Object location annotation data

## BEGIN

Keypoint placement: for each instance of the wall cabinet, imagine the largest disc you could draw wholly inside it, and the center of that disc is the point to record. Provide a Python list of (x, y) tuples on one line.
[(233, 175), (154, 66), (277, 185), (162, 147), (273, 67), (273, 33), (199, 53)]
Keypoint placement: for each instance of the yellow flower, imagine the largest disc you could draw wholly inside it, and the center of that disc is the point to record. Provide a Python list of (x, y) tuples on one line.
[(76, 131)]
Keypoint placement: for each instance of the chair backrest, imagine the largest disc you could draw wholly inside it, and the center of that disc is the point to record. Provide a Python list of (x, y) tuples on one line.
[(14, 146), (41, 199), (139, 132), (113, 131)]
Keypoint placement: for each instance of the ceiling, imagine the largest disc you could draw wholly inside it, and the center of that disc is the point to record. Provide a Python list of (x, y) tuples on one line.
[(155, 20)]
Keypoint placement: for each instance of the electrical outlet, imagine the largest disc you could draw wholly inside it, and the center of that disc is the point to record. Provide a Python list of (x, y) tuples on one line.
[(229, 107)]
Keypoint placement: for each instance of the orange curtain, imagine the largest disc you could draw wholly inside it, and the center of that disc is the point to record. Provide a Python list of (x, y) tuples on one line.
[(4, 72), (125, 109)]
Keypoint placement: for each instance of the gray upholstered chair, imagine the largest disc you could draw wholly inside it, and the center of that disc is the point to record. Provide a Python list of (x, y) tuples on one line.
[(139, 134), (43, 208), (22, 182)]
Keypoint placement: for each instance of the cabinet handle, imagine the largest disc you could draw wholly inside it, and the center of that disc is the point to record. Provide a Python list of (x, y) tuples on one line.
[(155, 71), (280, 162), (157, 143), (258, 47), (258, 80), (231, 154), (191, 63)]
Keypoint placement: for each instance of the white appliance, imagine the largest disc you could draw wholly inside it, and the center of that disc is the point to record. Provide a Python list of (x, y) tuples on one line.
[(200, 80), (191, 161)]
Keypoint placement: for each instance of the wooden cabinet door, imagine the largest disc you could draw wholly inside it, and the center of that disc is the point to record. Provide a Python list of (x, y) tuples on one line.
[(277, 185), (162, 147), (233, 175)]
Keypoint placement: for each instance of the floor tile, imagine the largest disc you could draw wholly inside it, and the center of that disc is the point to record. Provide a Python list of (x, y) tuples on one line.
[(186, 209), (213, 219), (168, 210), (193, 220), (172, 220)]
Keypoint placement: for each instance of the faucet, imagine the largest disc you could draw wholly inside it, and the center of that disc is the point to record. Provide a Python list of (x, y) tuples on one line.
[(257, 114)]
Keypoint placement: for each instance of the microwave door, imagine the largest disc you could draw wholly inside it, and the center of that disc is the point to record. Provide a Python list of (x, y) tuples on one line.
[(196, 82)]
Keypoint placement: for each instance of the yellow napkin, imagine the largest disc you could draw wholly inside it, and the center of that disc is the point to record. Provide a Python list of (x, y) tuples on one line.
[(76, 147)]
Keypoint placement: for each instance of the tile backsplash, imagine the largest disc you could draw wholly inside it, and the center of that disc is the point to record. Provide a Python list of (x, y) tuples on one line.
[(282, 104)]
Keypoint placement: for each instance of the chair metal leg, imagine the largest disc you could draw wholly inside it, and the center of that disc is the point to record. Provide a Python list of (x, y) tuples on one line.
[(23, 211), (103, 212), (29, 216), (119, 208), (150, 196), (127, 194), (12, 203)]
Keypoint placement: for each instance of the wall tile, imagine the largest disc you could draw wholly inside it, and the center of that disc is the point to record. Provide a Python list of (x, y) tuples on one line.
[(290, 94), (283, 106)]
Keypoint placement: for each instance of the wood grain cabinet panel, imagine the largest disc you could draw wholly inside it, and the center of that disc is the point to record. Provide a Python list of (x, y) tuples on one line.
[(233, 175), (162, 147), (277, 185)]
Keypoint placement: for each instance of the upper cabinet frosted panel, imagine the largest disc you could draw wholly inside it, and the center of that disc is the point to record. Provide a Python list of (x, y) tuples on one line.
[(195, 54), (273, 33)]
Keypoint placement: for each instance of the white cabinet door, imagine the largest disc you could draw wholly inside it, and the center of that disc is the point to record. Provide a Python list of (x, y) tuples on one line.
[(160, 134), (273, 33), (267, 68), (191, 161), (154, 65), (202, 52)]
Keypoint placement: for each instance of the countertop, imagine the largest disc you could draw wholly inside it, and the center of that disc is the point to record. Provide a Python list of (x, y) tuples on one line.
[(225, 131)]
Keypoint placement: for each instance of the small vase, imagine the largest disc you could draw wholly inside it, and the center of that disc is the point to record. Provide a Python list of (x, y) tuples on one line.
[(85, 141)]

## END

## WHAT THE TASK ASKS
Reproduce every entry above word for word, with nothing changed or left out.

## FINAL ANSWER
Keypoint placement: for each instance of the wall cabinet, imagine the largest disc you could draw wholly inside it, and the center of that disc is the point to record. Provide a Python list of (x, y) tuples on one line.
[(233, 175), (154, 66), (277, 185), (162, 147), (273, 67), (273, 33), (199, 53)]
Keypoint placement: for each instance of the yellow flower, imagine the largest disc you could draw wholly inside it, and the center of that disc is the point to record. Provide a Python list of (x, y) tuples on one line.
[(76, 131)]
Keypoint placement: for each instance of the chair backrest, imagine the largest disc you could draw wholly inside it, and the center of that disc is the point to record. Provide a Python list of (x, y) tuples on one line.
[(14, 146), (41, 199), (139, 132), (113, 131)]
Keypoint placement: for each instance of the ceiling, imagine the largest disc you could draw wholly inside it, and the center of that disc is the point to record. Provide a Python list of (x, y) tuples on one line.
[(155, 20)]
Keypoint placement: for each instance of the electrical outlet, imagine the largest disc you could draw wholly inside it, and the center of that disc is the point to record. Provide a Python list of (x, y) tuples on one line.
[(229, 107)]
Keypoint placement: for each instance of the orange curtain, imagine the largest disc you could draw wholly inside it, and the center of that disc is the point to record. Provide a Python list of (x, y) tuples on one line.
[(4, 72), (125, 109)]
Keypoint placement: for each instance of the gray upholstered chair, imagine the largest disc you could draw wholly inside it, and the center of that disc is the point to record. Provide a Python list of (x, y) tuples on one line.
[(139, 134), (43, 208), (22, 182)]
Keypoint placement: for each instance of the cabinet handle, imagine the largest disc you could draw wholly inside it, and the center of that disc is the point to record. Provide a Python list of (x, y) tuples on one line.
[(155, 71), (280, 162), (157, 143), (258, 47), (258, 80), (231, 154), (191, 63)]
Keypoint placement: for each instance of the white appliance, imagine the largest disc you could draw wholly inside it, and the center of that disc is the point to record. Provide a Python list of (x, y) tuples on one line.
[(200, 80), (191, 161)]
Keypoint placement: for each instance of the wooden cabinet door, imagine the largest disc you could draw wholly inside it, and the center of that disc is the point to record. Provide a Python list of (x, y) tuples on one line.
[(277, 185), (162, 147), (233, 175)]
Keypoint placement: for each instance of the floor tile, imagine the largest disc you could draw wholly inside it, and the center of that disc is the point to record. Provide a Python list of (x, y) tuples on one line.
[(186, 209), (213, 219), (168, 210), (193, 220), (172, 220)]
Keypoint placement: for each instance of the faucet, imagine the largest disc you could draw wholly inside it, and the center of that disc is the point to record. Provide a Python list of (x, y) tuples on one line.
[(257, 114)]
Keypoint placement: for each instance of the microwave door, imagine the largest disc you could draw wholly inside it, and the center of that disc is the point to record. Provide a Python list of (x, y) tuples on one line.
[(196, 82)]
Keypoint placement: for each instance of the yellow napkin, imagine the largest disc you could draw wholly inside it, and the center of that disc is the point to record. Provide a Python list of (x, y) tuples on one line.
[(76, 147)]
Keypoint placement: for each instance of the tile backsplash, imagine the largest disc you could draw wholly inside it, and the center of that disc is the point to record. Provide a Python list of (x, y) tuples on one line.
[(282, 104)]
Keypoint placement: for each instance of the chair metal leg, imagine the largest disc you could draw wholly inside it, and the center of that disc is the point to record. Provide a Python list of (x, y) tuples on one line.
[(23, 211), (103, 212), (29, 216), (119, 208), (150, 196), (127, 194), (12, 203)]
Keypoint placement: for each instance of the wall tile, imagine the largest disc you could draw wholly inside it, and the center of that disc is the point to record. Provide a Python list of (x, y) tuples on one line.
[(290, 94), (283, 106)]
Keypoint placement: for each instance of the wood grain cabinet panel, imagine the largest disc you could draw wholly inside it, and the center of that disc is the point to record. Provide a Python list of (x, y) tuples on one line.
[(233, 175), (162, 147), (277, 185)]
Keypoint placement: for each instance of the upper cabinet frosted panel, imagine the largest disc you could draw wholly inside it, and the center of that disc is the point to record. Provide a Python list of (x, y) tuples on one line.
[(195, 54), (273, 33)]
Keypoint placement: for each instance of the white cabinet door, imagine the largest disc you could draw wholly inside it, and the center of that disc is the point to record. Provide a Python list of (x, y) tuples on one line.
[(160, 134), (273, 33), (267, 68), (191, 161), (154, 65), (202, 52)]
Keypoint placement: for each instance of the countertop, imagine the largest disc you could draw wholly inside it, and the center of that disc is the point to record. Provide a Python list of (x, y) tuples on one line.
[(225, 131)]
Keypoint placement: for each instance of the small vase, imagine the largest disc you could draw wholly inside it, and the center of that disc is the point to record. Provide a Python list of (x, y) tuples on one line.
[(85, 141)]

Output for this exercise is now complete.